▸ EXERCISE DESCRIPTION: Could you print every line of the data below, unchanged?

┌─ DATASET ROWS

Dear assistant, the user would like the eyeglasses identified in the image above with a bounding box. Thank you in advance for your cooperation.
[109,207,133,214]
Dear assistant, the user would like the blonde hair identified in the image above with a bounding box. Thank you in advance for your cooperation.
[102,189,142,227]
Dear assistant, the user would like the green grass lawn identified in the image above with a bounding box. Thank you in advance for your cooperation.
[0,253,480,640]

└─

▸ COMPLETED EXERCISE:
Dear assistant, the user would like the eyeglasses identified in the image above with a bounding box. Thank you in advance for your cooperation.
[109,207,133,214]
Dear assistant, the user would like the blonde hair identified in the image above with a bounding box. Thank you in advance for your cooperation.
[102,189,142,227]
Dear assistant, the user would like the green grass lawn identified in the image above with a bounding box. Thank you in advance for your cooperation.
[0,253,480,640]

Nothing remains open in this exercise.